== EXERCISE ==
Count the lines in the data below that contain the string "Class", where case counts, and give only that number.

— BEGIN —

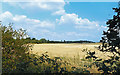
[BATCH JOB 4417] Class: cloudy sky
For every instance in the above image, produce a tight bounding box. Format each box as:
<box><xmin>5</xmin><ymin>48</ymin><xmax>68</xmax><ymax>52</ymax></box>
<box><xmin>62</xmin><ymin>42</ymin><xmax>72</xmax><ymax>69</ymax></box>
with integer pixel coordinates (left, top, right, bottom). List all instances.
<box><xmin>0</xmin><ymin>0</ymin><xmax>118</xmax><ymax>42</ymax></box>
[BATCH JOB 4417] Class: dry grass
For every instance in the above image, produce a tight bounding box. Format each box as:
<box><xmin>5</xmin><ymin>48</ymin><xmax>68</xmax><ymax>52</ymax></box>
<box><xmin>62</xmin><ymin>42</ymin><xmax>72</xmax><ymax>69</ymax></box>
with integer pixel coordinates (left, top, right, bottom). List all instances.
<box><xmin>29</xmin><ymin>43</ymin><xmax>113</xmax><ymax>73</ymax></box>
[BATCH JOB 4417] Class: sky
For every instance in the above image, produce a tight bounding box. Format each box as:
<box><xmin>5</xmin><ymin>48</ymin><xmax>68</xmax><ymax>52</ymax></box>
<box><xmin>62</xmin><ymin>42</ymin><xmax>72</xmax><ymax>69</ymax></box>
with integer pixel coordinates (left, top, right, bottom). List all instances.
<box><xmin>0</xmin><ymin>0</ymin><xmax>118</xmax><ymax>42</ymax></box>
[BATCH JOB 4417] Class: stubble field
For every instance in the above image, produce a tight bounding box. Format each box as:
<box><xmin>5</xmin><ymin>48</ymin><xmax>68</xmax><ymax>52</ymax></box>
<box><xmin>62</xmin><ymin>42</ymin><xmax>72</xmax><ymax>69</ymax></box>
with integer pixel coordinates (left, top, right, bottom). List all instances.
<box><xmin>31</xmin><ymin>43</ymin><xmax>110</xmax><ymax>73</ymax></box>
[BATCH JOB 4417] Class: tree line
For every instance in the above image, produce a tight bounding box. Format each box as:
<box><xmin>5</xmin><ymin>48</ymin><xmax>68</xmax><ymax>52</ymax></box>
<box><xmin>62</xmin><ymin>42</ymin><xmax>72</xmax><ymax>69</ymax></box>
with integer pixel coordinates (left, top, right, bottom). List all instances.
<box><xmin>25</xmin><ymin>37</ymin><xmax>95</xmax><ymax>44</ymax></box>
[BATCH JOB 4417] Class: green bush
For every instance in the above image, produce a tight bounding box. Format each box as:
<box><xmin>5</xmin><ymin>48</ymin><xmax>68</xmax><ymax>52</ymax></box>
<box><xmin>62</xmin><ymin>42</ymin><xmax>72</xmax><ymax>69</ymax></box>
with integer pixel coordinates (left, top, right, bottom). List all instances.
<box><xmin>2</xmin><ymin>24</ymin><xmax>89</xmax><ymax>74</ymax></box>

— END —
— BEGIN —

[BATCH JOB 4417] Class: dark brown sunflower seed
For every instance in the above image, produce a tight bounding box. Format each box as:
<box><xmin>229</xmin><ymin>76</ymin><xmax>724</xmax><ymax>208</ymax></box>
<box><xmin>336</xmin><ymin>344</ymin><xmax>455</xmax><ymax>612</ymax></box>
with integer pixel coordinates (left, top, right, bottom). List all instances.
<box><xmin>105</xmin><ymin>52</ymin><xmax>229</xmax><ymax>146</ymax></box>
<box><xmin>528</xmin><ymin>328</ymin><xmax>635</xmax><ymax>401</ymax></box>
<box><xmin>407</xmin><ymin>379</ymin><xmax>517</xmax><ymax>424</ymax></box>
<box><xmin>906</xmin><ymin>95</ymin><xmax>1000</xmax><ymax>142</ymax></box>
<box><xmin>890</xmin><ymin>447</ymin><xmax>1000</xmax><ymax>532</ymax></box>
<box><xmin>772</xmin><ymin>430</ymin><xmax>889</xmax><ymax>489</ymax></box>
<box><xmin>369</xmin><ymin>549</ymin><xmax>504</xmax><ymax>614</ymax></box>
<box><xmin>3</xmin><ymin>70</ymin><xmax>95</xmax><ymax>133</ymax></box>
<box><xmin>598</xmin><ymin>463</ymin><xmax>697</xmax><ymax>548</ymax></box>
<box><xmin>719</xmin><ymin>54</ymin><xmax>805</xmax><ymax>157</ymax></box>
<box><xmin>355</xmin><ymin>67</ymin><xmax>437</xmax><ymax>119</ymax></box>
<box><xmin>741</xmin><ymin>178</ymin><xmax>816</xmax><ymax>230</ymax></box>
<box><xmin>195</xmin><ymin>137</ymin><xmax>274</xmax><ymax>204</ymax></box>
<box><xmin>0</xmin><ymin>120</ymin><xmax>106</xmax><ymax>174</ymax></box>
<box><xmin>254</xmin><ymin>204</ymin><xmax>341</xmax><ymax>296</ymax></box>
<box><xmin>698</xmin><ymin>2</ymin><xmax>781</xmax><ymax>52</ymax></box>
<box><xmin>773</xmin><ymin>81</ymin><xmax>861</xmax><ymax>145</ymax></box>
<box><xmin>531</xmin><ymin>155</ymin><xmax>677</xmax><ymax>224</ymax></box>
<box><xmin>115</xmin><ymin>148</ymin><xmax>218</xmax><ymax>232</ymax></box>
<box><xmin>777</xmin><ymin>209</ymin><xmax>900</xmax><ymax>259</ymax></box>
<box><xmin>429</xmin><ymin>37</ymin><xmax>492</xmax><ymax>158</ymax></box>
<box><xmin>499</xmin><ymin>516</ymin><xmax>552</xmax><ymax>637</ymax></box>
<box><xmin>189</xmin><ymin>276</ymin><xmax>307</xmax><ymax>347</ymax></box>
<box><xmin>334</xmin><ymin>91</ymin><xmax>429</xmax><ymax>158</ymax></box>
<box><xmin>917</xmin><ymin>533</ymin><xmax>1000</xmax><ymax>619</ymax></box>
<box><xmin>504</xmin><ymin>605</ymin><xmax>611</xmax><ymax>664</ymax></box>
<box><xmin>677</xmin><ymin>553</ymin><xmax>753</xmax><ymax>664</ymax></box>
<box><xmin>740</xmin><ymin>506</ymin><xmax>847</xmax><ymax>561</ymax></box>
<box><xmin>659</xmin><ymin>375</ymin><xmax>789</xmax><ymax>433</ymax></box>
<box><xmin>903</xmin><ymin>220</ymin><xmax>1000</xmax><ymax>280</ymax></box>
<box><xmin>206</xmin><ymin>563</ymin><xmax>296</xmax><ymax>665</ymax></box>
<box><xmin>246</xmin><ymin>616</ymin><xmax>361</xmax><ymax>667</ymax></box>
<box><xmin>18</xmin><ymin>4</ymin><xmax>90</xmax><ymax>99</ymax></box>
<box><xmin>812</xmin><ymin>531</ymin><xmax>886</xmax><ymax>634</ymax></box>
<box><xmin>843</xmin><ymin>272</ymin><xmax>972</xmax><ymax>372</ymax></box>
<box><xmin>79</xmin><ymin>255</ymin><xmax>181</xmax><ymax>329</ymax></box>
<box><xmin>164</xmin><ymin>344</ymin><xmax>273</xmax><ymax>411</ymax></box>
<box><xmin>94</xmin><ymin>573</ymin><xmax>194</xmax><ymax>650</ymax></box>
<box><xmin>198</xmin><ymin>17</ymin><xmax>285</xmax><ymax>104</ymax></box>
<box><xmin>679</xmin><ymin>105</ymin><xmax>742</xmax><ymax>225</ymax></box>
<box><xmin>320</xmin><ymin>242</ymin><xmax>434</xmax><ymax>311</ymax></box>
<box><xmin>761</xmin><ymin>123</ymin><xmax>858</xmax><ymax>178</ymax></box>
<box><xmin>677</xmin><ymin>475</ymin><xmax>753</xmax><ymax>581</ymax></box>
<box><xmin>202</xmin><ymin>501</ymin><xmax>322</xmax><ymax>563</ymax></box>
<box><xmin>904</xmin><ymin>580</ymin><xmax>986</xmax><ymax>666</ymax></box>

— END —

== TASK OUTPUT ==
7